TASK REQUIREMENTS | Turn every line of the records below into a numbered list, dropping any blank lines and leaving the pictures out.

Entries on locating named things
☆ ☆ ☆ ☆ ☆

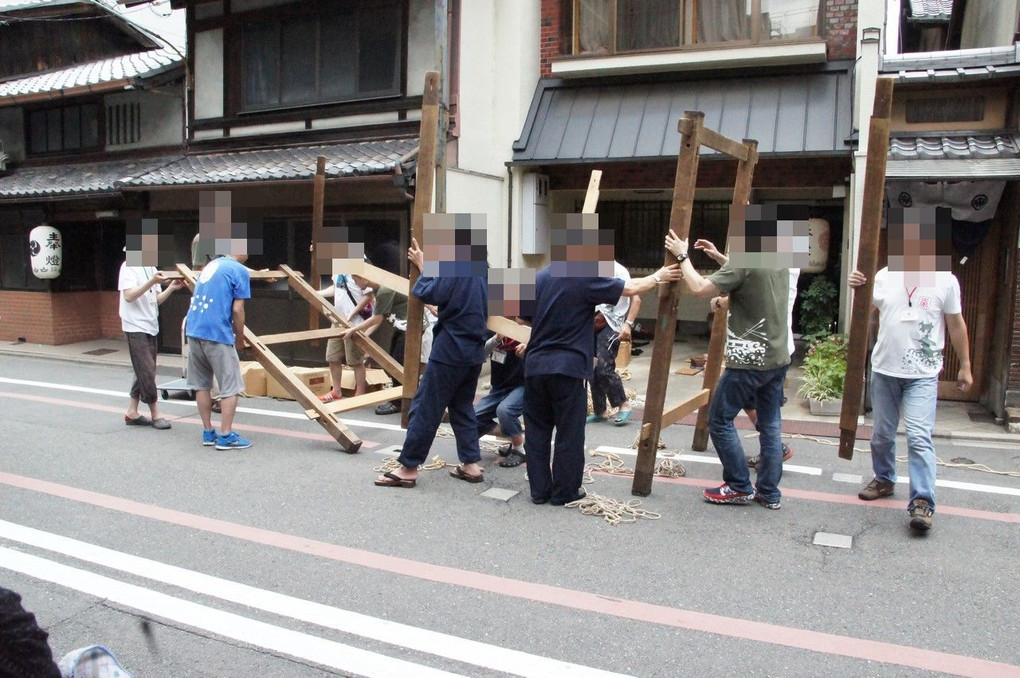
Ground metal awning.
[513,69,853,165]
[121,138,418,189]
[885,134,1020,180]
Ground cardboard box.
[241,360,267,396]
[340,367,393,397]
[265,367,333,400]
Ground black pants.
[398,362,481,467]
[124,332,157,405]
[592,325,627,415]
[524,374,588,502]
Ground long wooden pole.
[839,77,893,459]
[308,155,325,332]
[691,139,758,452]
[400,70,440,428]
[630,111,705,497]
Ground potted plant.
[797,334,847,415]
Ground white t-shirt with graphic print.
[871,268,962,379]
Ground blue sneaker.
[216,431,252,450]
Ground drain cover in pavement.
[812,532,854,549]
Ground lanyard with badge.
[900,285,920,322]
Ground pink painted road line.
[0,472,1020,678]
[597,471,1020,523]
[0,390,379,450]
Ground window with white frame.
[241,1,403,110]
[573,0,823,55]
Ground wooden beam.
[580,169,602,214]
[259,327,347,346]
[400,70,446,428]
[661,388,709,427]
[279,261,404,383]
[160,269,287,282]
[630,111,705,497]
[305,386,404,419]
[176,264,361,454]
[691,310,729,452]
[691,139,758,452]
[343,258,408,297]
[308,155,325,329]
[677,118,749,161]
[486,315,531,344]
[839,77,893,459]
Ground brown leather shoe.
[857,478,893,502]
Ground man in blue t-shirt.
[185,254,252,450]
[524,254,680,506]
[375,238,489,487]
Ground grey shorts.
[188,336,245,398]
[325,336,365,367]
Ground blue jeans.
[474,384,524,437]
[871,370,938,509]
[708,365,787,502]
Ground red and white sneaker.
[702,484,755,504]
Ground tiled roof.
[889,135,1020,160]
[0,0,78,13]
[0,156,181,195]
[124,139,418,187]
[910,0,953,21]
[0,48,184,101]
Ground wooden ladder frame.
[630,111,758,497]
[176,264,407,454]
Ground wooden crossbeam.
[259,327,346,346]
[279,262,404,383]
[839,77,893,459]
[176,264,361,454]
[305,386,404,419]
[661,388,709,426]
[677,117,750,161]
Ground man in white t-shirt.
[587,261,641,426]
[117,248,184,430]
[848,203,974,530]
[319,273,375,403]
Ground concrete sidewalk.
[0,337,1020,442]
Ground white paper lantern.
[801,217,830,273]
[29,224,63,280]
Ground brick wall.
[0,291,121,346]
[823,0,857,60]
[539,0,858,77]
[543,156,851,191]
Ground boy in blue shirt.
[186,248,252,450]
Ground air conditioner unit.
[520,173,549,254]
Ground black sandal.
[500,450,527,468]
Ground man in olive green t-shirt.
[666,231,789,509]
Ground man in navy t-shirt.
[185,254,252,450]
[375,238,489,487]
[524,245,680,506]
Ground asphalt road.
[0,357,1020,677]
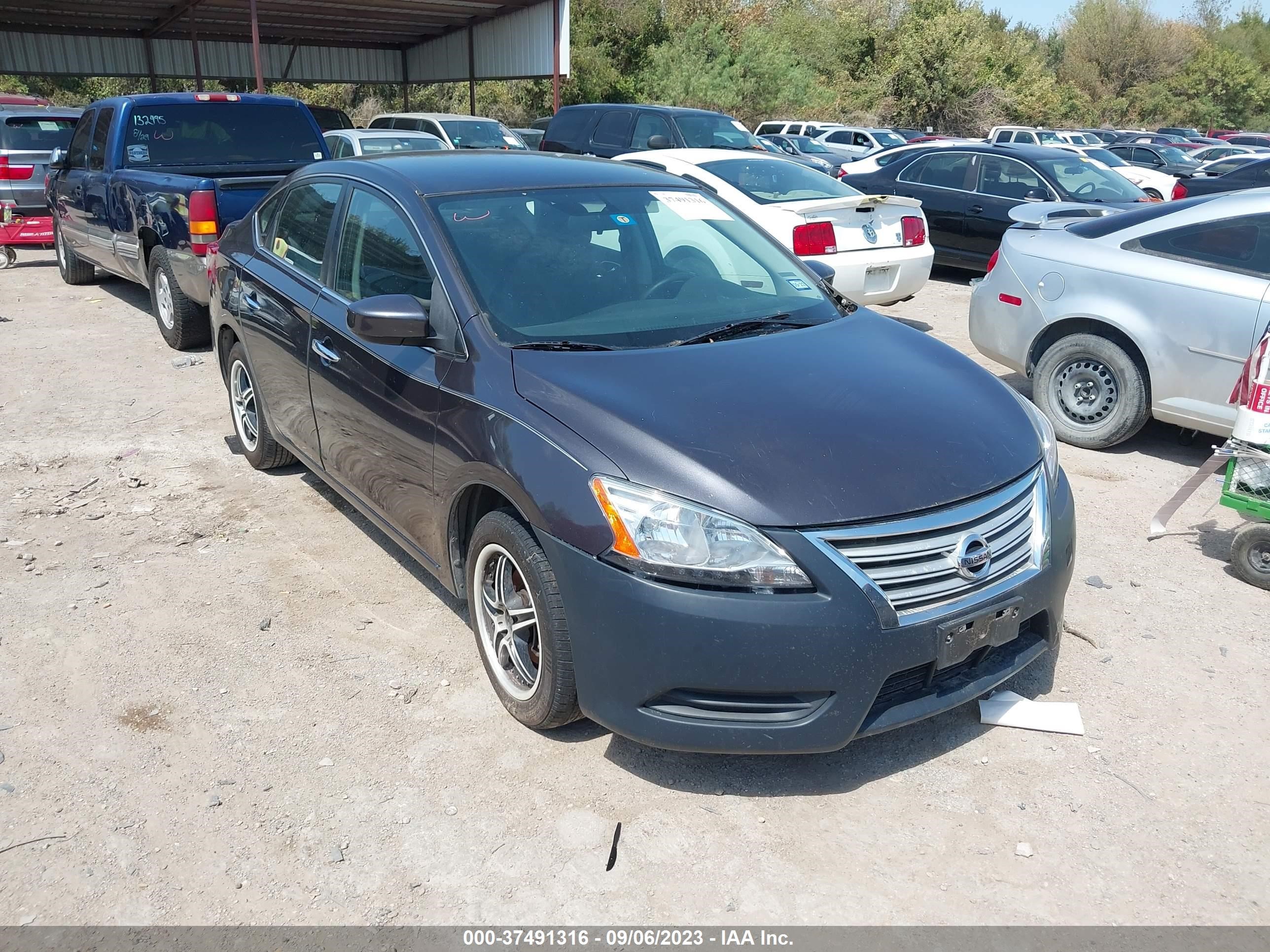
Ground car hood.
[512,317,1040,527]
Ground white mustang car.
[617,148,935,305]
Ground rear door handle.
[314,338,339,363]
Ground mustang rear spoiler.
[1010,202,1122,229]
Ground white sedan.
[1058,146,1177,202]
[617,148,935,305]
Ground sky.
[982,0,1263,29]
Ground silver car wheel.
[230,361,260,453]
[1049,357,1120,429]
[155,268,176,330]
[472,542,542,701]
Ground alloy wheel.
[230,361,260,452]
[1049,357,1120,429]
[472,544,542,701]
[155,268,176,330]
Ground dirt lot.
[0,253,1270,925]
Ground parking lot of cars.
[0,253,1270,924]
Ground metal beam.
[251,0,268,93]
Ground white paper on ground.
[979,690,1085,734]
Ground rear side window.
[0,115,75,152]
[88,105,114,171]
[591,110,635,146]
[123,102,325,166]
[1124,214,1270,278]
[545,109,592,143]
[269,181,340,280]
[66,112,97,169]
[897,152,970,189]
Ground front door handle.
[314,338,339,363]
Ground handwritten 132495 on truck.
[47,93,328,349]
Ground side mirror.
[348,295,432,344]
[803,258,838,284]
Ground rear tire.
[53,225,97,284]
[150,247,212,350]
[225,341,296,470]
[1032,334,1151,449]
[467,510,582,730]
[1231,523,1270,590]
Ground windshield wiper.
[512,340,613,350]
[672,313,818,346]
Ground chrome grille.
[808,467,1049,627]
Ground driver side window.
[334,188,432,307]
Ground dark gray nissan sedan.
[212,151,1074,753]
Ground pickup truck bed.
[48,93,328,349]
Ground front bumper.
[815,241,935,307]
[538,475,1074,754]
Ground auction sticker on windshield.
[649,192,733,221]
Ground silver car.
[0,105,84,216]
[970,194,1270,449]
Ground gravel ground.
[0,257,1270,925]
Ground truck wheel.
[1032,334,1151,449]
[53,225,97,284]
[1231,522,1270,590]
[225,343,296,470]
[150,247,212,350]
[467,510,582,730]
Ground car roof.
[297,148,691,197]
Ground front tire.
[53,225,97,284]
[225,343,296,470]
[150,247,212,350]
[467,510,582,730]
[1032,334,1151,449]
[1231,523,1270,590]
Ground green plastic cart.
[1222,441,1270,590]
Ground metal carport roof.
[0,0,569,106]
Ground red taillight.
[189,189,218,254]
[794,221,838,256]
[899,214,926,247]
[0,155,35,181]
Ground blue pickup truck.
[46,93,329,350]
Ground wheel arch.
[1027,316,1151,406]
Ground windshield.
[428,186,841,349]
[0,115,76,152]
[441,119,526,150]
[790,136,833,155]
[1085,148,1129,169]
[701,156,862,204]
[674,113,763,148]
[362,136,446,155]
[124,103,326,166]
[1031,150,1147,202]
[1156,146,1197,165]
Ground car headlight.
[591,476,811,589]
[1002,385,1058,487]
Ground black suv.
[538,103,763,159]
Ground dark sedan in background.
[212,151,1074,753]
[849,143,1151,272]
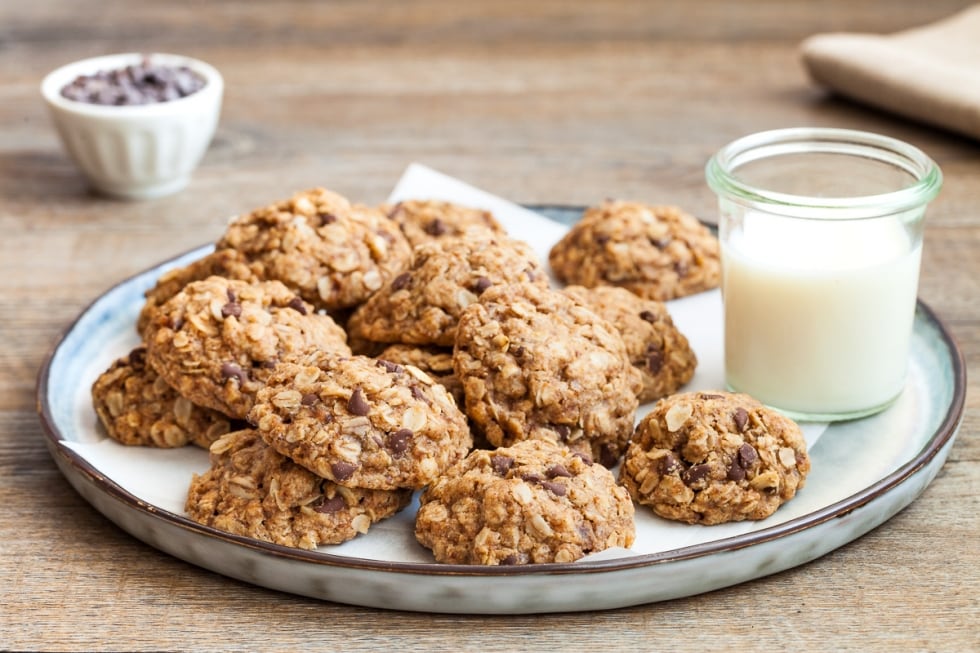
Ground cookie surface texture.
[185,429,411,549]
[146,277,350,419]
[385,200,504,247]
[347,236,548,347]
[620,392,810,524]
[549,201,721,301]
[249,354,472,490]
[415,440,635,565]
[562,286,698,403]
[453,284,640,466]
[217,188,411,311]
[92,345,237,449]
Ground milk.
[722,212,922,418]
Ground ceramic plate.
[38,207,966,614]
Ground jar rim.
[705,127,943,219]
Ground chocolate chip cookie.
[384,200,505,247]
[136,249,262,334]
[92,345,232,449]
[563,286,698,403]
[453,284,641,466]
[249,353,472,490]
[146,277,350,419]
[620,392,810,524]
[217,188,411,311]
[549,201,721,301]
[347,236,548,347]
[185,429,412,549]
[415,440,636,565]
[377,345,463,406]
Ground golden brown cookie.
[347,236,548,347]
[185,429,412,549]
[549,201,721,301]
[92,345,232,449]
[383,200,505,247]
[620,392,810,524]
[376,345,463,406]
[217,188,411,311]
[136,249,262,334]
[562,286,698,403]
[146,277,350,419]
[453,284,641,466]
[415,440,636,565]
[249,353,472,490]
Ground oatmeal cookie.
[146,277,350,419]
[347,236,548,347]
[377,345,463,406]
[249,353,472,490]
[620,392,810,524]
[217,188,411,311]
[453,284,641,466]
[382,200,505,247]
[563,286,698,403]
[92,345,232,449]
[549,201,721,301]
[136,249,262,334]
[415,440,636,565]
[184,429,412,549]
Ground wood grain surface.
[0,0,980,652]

☆ ☆ ☆ ☆ ☆

RESULT OF THE TASK |
1. Ground metal awning.
2. [513,69,853,165]
3. [121,138,418,189]
4. [885,134,1020,180]
5. Ground cardboard box.
6. [241,360,267,396]
7. [340,367,393,397]
8. [265,367,333,400]
9. Ground black pants.
10. [398,362,481,467]
11. [124,332,157,405]
12. [592,325,627,415]
13. [524,374,588,502]
14. Ground long wooden pole.
15. [839,77,893,459]
16. [308,155,325,332]
17. [691,139,758,452]
18. [400,70,440,428]
19. [630,111,705,497]
20. Ground potted plant.
21. [797,334,847,415]
22. Ground white t-shirt with graphic print.
23. [871,268,962,379]
24. Ground blue sneaker.
25. [216,431,252,450]
26. Ground drain cover in pavement.
27. [812,532,854,549]
28. Ground lanyard with badge.
29. [900,285,920,322]
30. Ground pink painted road line.
31. [0,472,1020,678]
32. [597,471,1020,523]
33. [0,390,379,450]
34. Ground window with white frame.
35. [241,1,403,110]
36. [573,0,823,55]
37. Ground wooden beam.
38. [580,169,602,214]
39. [259,327,347,346]
40. [400,70,446,428]
41. [661,388,709,427]
42. [279,261,404,383]
43. [160,269,287,282]
44. [630,111,705,497]
45. [305,386,404,419]
46. [176,264,361,454]
47. [691,310,729,452]
48. [691,139,758,452]
49. [343,258,408,297]
50. [308,155,325,329]
51. [677,118,749,161]
52. [486,315,531,344]
53. [839,77,893,459]
54. Ground brown leather shoe.
55. [857,478,893,502]
56. Ground man in blue t-shirt.
57. [185,254,252,450]
58. [524,254,680,506]
59. [375,238,489,487]
60. Ground grey shorts.
61. [188,336,245,398]
62. [325,336,365,367]
63. Ground blue jeans.
64. [474,384,524,437]
65. [871,370,938,509]
66. [708,365,787,502]
67. Ground red and white sneaker.
68. [702,484,755,504]
69. Ground tiled roof.
70. [889,135,1020,160]
71. [0,0,78,13]
72. [0,156,181,195]
73. [124,139,418,187]
74. [910,0,953,21]
75. [0,48,184,101]
76. Ground wooden ladder frame.
77. [630,111,758,497]
78. [176,264,407,454]
79. Ground wooden crossbeam.
80. [259,327,346,346]
81. [279,262,404,383]
82. [839,77,893,459]
83. [176,264,361,454]
84. [305,386,404,419]
85. [661,388,709,426]
86. [677,117,750,161]
87. Ground man in white t-shirt.
88. [587,261,641,426]
89. [117,248,184,430]
90. [848,203,974,530]
91. [319,273,375,403]
92. Ground concrete sidewalk.
93. [0,337,1020,442]
94. Ground white paper lantern.
95. [801,217,830,273]
96. [29,224,63,280]
97. Ground brick wall.
98. [0,291,121,346]
99. [823,0,857,60]
100. [539,0,858,77]
101. [543,156,851,191]
102. Ground boy in blue shirt.
103. [186,248,252,450]
104. Ground air conditioner unit.
105. [520,173,549,254]
106. Ground black sandal.
107. [500,450,527,468]
108. Ground man in olive green t-shirt.
109. [666,231,789,509]
110. Ground man in navy t-shirt.
111. [185,254,252,450]
112. [375,238,489,487]
113. [524,245,680,506]
114. Ground asphalt road.
115. [0,357,1020,677]
116. Ground car hood.
117. [512,317,1040,527]
118. Ground white mustang car.
119. [617,148,935,305]
120. Ground rear door handle.
121. [314,338,339,363]
122. Ground mustang rear spoiler.
123. [1010,202,1122,229]
124. Ground white sedan.
125. [1058,146,1177,202]
126. [617,148,935,305]
127. Ground sky.
128. [982,0,1263,29]
129. Ground silver car wheel.
130. [230,361,260,453]
131. [1049,357,1120,429]
132. [155,268,176,330]
133. [472,542,542,701]
134. Ground alloy wheel.
135. [230,361,260,452]
136. [1049,357,1120,429]
137. [472,544,542,701]
138. [155,268,176,330]
139. Ground dirt lot.
140. [0,253,1270,925]
141. Ground parking lot of cars.
142. [0,253,1270,924]
143. Ground metal beam.
144. [251,0,268,93]
145. Ground white paper on ground.
146. [979,690,1085,734]
147. Ground rear side window.
148. [0,115,75,152]
149. [88,105,114,171]
150. [591,110,635,146]
151. [123,102,325,166]
152. [1124,214,1270,278]
153. [545,109,592,143]
154. [269,181,340,280]
155. [66,112,97,169]
156. [897,152,970,189]
157. Ground front door handle.
158. [314,338,339,363]
159. Ground handwritten 132495 on truck.
160. [47,93,328,349]
161. Ground side mirror.
162. [348,295,432,344]
163. [803,258,838,284]
164. Ground rear tire.
165. [53,225,97,284]
166. [150,247,212,350]
167. [225,341,296,470]
168. [1032,334,1151,449]
169. [467,510,582,730]
170. [1231,523,1270,590]
171. Ground windshield wiper.
172. [512,340,613,350]
173. [672,313,818,346]
174. Ground chrome grille.
175. [808,467,1049,627]
176. Ground driver side window.
177. [334,188,432,307]
178. Ground dark gray nissan sedan.
179. [212,151,1074,753]
180. Ground pickup truck bed.
181. [48,93,328,349]
182. Ground front bumper.
183. [815,241,935,307]
184. [538,475,1074,754]
185. Ground auction sticker on windshield.
186. [649,192,733,221]
187. Ground silver car.
188. [0,105,84,216]
189. [970,194,1270,449]
190. Ground gravel ground.
191. [0,257,1270,925]
192. Ground truck wheel.
193. [1032,334,1151,449]
194. [53,225,97,284]
195. [1231,522,1270,590]
196. [225,343,296,470]
197. [150,247,212,350]
198. [467,510,582,730]
199. Ground car roof.
200. [297,148,691,197]
201. Ground front tire.
202. [53,225,97,284]
203. [225,343,296,470]
204. [150,247,212,350]
205. [467,510,582,730]
206. [1032,334,1151,449]
207. [1231,523,1270,590]
208. Ground green plastic cart.
209. [1222,441,1270,590]
210. Ground metal carport roof.
211. [0,0,569,106]
212. Ground red taillight.
213. [189,189,218,254]
214. [794,221,838,256]
215. [899,214,926,247]
216. [0,155,35,181]
217. Ground blue pickup truck.
218. [46,93,329,350]
219. Ground wheel arch.
220. [1027,316,1151,406]
221. Ground windshield.
222. [428,186,841,349]
223. [0,115,76,152]
224. [441,119,526,150]
225. [790,136,833,155]
226. [1085,148,1129,169]
227. [701,156,862,204]
228. [674,113,763,148]
229. [362,136,446,155]
230. [124,103,326,166]
231. [1031,150,1147,202]
232. [1156,146,1197,165]
233. Ground car headlight.
234. [591,476,811,589]
235. [1002,385,1058,487]
236. Ground black suv.
237. [538,103,763,159]
238. Ground dark sedan in background.
239. [212,151,1074,753]
240. [849,143,1151,272]
241. Ground cookie surface texture.
242. [185,429,411,549]
243. [146,277,350,419]
244. [385,200,504,247]
245. [347,236,548,347]
246. [620,392,810,524]
247. [549,201,721,301]
248. [249,354,472,490]
249. [415,440,635,565]
250. [562,286,698,403]
251. [453,284,640,466]
252. [217,188,411,311]
253. [92,345,237,449]
254. Ground milk.
255. [722,212,922,418]
256. Ground ceramic plate.
257. [38,207,966,614]
258. Ground jar rim.
259. [705,127,943,219]
260. Ground chocolate chip cookie.
261. [384,200,505,247]
262. [136,249,262,334]
263. [92,345,232,449]
264. [563,286,698,403]
265. [453,284,641,466]
266. [249,353,472,490]
267. [146,277,350,419]
268. [620,392,810,524]
269. [217,188,411,311]
270. [549,201,721,301]
271. [347,236,548,347]
272. [185,429,412,549]
273. [415,440,636,565]
274. [377,345,463,406]
275. Ground golden brown cookie.
276. [347,236,548,347]
277. [185,429,412,549]
278. [549,201,721,301]
279. [92,345,232,449]
280. [383,200,505,247]
281. [620,392,810,524]
282. [376,345,463,406]
283. [217,188,411,311]
284. [136,249,262,334]
285. [562,286,698,403]
286. [146,277,350,419]
287. [453,284,641,466]
288. [415,440,636,565]
289. [249,353,472,490]
290. Ground oatmeal cookie.
291. [146,277,350,419]
292. [347,236,548,347]
293. [377,345,463,406]
294. [249,353,472,490]
295. [620,392,810,524]
296. [217,188,411,311]
297. [453,284,641,466]
298. [382,200,505,247]
299. [563,286,698,403]
300. [92,345,232,449]
301. [549,201,721,301]
302. [136,249,262,334]
303. [415,440,636,565]
304. [184,429,412,549]
305. Ground wood grain surface.
306. [0,0,980,652]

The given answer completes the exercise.